● **WHAT IS REQUIRED**
Print all the records exactly as they stand.

==== RECORD EXCERPTS ====

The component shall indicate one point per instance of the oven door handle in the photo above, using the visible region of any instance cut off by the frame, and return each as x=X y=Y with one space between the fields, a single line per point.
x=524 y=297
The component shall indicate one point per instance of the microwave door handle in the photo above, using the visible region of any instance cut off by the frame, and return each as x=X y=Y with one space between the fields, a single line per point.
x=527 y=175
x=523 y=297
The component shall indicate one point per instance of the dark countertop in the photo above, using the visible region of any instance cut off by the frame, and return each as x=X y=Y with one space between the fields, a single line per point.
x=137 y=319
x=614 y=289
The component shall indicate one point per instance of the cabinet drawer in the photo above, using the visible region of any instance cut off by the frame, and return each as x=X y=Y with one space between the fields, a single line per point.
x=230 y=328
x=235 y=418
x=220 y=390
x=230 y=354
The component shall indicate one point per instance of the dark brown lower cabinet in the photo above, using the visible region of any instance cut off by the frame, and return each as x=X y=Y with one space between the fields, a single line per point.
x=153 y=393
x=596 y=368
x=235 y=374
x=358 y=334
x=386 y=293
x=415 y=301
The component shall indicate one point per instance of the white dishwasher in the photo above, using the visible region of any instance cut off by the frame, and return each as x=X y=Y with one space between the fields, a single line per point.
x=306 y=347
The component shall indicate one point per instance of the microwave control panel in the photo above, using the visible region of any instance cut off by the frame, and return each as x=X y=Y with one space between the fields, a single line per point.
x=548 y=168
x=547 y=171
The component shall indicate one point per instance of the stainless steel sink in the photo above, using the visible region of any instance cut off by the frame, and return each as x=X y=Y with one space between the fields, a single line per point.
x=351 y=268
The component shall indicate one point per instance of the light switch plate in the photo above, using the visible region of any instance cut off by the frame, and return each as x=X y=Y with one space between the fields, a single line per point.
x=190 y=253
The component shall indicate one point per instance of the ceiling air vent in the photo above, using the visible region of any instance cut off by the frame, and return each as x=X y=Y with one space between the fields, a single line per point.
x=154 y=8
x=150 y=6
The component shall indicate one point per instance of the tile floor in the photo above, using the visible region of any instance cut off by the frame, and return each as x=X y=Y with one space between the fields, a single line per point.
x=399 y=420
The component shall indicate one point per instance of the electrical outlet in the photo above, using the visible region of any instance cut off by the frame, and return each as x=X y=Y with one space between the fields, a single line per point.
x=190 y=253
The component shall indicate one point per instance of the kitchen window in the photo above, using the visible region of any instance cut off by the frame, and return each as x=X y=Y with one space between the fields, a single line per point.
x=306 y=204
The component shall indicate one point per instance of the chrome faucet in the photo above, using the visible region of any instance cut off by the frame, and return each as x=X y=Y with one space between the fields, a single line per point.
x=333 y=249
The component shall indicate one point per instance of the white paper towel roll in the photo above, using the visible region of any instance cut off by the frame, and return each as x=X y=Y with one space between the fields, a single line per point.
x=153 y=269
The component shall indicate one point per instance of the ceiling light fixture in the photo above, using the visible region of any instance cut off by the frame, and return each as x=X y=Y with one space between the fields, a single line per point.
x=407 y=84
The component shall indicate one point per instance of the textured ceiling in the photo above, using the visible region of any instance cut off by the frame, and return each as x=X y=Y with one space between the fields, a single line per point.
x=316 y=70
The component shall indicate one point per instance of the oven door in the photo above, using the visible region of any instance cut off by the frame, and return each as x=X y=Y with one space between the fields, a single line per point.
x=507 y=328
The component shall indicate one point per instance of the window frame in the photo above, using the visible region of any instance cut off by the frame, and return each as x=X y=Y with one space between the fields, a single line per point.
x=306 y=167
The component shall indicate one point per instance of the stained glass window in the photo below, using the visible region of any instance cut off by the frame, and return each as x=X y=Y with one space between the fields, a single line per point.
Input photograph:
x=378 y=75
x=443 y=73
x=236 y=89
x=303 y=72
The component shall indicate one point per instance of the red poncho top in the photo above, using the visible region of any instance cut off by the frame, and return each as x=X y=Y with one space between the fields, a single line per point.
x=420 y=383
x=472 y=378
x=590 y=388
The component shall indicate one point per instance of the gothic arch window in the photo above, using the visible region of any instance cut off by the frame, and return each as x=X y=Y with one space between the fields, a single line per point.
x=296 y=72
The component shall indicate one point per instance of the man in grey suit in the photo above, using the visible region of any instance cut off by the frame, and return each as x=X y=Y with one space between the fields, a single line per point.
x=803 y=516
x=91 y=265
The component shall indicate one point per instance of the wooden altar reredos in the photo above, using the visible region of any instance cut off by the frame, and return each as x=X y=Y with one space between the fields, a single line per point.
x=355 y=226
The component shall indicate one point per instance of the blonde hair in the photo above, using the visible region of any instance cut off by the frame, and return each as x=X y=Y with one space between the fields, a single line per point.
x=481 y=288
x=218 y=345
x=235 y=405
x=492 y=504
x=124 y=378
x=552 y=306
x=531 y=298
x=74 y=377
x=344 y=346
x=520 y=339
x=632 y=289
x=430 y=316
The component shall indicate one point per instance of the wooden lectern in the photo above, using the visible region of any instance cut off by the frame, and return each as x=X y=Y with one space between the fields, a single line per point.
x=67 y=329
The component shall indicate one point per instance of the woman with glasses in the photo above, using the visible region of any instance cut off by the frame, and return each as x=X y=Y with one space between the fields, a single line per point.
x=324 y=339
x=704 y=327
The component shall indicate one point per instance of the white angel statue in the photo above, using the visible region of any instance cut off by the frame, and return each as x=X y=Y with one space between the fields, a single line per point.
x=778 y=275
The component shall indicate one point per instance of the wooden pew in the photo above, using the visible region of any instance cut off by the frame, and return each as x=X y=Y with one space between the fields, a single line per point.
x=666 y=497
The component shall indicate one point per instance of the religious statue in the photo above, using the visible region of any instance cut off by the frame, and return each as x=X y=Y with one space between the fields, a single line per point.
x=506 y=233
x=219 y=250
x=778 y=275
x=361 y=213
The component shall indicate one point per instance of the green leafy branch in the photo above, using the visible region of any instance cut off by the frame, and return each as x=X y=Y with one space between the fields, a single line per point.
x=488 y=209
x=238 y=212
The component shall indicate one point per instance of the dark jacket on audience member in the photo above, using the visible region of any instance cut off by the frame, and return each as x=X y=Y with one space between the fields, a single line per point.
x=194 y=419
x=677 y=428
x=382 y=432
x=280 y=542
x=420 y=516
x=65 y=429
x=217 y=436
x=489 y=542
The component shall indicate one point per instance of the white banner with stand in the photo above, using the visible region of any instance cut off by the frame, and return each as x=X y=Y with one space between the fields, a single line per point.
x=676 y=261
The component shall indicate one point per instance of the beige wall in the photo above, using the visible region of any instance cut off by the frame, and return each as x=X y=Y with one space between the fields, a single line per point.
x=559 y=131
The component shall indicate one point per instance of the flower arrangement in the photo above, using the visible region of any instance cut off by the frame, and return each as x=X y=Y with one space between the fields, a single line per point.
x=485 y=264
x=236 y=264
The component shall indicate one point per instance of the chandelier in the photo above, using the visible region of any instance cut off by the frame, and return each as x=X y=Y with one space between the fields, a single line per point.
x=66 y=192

====

● **SOLUTION FOR THIS EXERCISE**
The component shall indicate one point per instance of the oven door handle in the photo above, using the visible region of any instance cut off by the frame, and return each as x=X y=Y with one space between the fields, a single line per point.
x=524 y=297
The component shall indicate one point per instance of the microwave door handle in the photo above, using the visible region of any instance cut off by the frame, and return each as x=X y=Y with one space between the fields, a single line per point.
x=527 y=175
x=523 y=297
The component shall indicate one point per instance of the dark countertop in the photo above, using the visible region of any instance cut off by the frame, and return each as x=X y=Y with one space between the fields, a single line per point.
x=137 y=319
x=614 y=289
The component shall indicate one point per instance of the cabinet drawer in the photo above, using the visible region of any instance cut off by the frame, and return each as x=X y=Y with one space between the fields, a single line per point.
x=230 y=328
x=235 y=418
x=220 y=390
x=230 y=354
The component shall indicate one point per instance of the dark brown lower cabinet in the photo above, using the visible region of any instance cut off by the frame, and return each as x=X y=Y with one space between the fields, a single line per point.
x=153 y=393
x=596 y=368
x=235 y=374
x=358 y=334
x=386 y=293
x=415 y=301
The component shall indicate one point per instance of the white dishwasher in the photo above, using the visible region of any instance cut off by the frame, and return each as x=X y=Y with one space between the fields, a single line per point.
x=306 y=347
The component shall indicate one point per instance of the microwave control panel in the photo above, using the visible region of any instance cut off by the frame, and return each as x=X y=Y with one space between the fields, a single line per point.
x=548 y=168
x=547 y=171
The component shall indicate one point per instance of the stainless steel sink in the photo above, using the visible region of any instance cut off by the frame, and return each as x=X y=Y with one space between the fields, a single line per point.
x=351 y=268
The component shall indicate one point per instance of the light switch plate in the photo above, using the visible region of any instance cut off by the frame, and return each as x=X y=Y with one space between the fields, a single line per point.
x=190 y=253
The component shall indicate one point per instance of the ceiling air vent in the photo above, using the visible region of any instance cut off by the frame, and return each as x=X y=Y with one space between the fields, a single line per point.
x=154 y=8
x=150 y=6
The component shall indicate one point per instance of the tile floor in the photo above, using the visible region of any instance cut off by the frame, and return each as x=X y=Y with one space between the fields, a single line per point.
x=399 y=420
The component shall indicate one point per instance of the electrical outlet in the photo above, using the visible region of any instance cut off by the frame, and return each as x=X y=Y with one space between the fields, a single line per point.
x=190 y=253
The component shall indicate one point per instance of the kitchen window in the photo above, using the visible region of any instance cut off by the frame, and return each as x=X y=Y with one space between the fields, a single line per point.
x=306 y=204
The component shall indicate one point per instance of the chrome faucet in the photo above, using the visible region of any instance cut off by the frame, and return each as x=X y=Y with one space between the fields, a single line per point.
x=333 y=249
The component shall indicate one point per instance of the white paper towel roll in the photo above, using the visible region of any instance cut off by the frame, and return each as x=X y=Y with one space between the fields, a single line per point.
x=153 y=269
The component shall indicate one point per instance of the ceiling light fixture in the photo above, using the visible region of any instance cut off by the frame, and return each as x=X y=Y with one space between the fields, a single line per point.
x=407 y=84
The component shall indicate one point per instance of the textured ceiling in the photo above, using the visible region of any instance cut off by the frame, and return each as x=X y=Y with one space between the fields, a single line per point.
x=316 y=70
The component shall indicate one point per instance of the oven door in the photo above, using the visible region of any instance cut off by the frame, and return each as x=X y=Y with one space between the fields, a single line per point.
x=507 y=328
The component shall indicate one point per instance of the window frame in the photo above, using the visible region of any instance cut off by the frame, and return each as x=X y=Y with one space between the fields, a single line per point.
x=306 y=167
The component shall indicate one point per instance of the stained glass window in the photo below, using the visible region of any instance cut off by the frame, and return each as x=X y=Y with one space between the fields, a single line per point.
Input photograph:
x=378 y=75
x=443 y=73
x=236 y=89
x=303 y=72
The component shall indicate one point per instance of the red poncho top in the photo above, using the visible region of any instance cut off by the frame, and return each as x=X y=Y with one space between the fields, a single line per point.
x=420 y=383
x=472 y=378
x=590 y=388
The component shall indicate one point per instance of the gothic arch window in the photo above, using the visible region of any instance cut off by the frame, and return each as x=X y=Y with one space between the fields, a single line per point.
x=296 y=72
The component shall indicate one point per instance of the man in grey suit in the photo above, using the visible region of any instance cut off by the frame, and return each as x=X y=Y with one space between the fields, a single line per point.
x=803 y=516
x=91 y=265
The component shall indicate one point per instance of the wooden altar reredos in the photo above, using the visible region of any instance cut off by the frame, and return each as x=X y=Y with one space between the fields, a single line per point.
x=355 y=226
The component shall indicate one point per instance of the blonde hair in the photo above, using the visible region of any instance cut off by the frame, and return each as x=X y=Y with one space between the fields, a single line per point.
x=481 y=288
x=218 y=345
x=235 y=405
x=492 y=504
x=124 y=378
x=552 y=306
x=531 y=298
x=74 y=377
x=344 y=346
x=520 y=339
x=632 y=289
x=430 y=316
The component shall indicate one point per instance of the wooden lectern in the photo above, using the visible region of any instance cut off by the frame, and return each as x=X y=Y with one space between the fields, a single line per point.
x=67 y=329
The component shall indicate one point per instance of the woman with glasses in the photo above, using the visible region of any instance cut off by the frame, and return each as x=X y=Y with one space between the fields, a single line per point.
x=324 y=339
x=704 y=327
The component shall indicate one point per instance of the white angel statue in the photo above, using the visible region of any instance cut off by the frame, and return each as x=X y=Y with one space between the fields, a single line per point.
x=778 y=275
The component shall indicate one point per instance of the wooden pew in the photo above, using the visible region of any instance cut off by the frame, and return each as x=X y=Y with one space between the fields, a single line per point.
x=666 y=497
The component shall indicate one point per instance of the religious statue in the photo above, using the visible region of any instance cut off by the frame, and return each as x=X y=Y with one space between the fields, a single line per point.
x=506 y=233
x=219 y=250
x=778 y=275
x=361 y=213
The component shall indicate one point per instance of the green leafy branch in the photo above, using the visible region of any instance cut off by the frame, and return each as x=X y=Y with one space between the fields, a single line per point.
x=488 y=209
x=238 y=212
The component shall indicate one point per instance of the dark jacket on audience member in the photo above, using the visible region of any instance cut off by the frame, and return each as x=X y=Y with one space between the fields, a single line per point.
x=194 y=419
x=677 y=428
x=382 y=432
x=280 y=542
x=420 y=516
x=65 y=429
x=217 y=436
x=489 y=542
The component shall indicate one point per instance of the white banner with stand in the photo above, using the visible region of any instance cut off by the frame, and return each as x=X y=Y with one space between the fields, a single line per point.
x=676 y=261
The component shall indicate one point per instance of the beige wall in the photo above, using the visible region of any instance cut off by the frame, and return each as x=X y=Y with one space between the fields, a single line per point.
x=559 y=131
The component shall indicate one point per instance of the flower arrangement in the photo above, using the visible region of any instance cut off by the frame, and return each as x=X y=Y with one space between the fields, a single line per point.
x=485 y=264
x=236 y=264
The component shall indicate one point per instance of the chandelier in the photo above, using the visible region of any instance cut off by the frame, and return each as x=X y=Y with one space between the fields, a single line per point.
x=66 y=192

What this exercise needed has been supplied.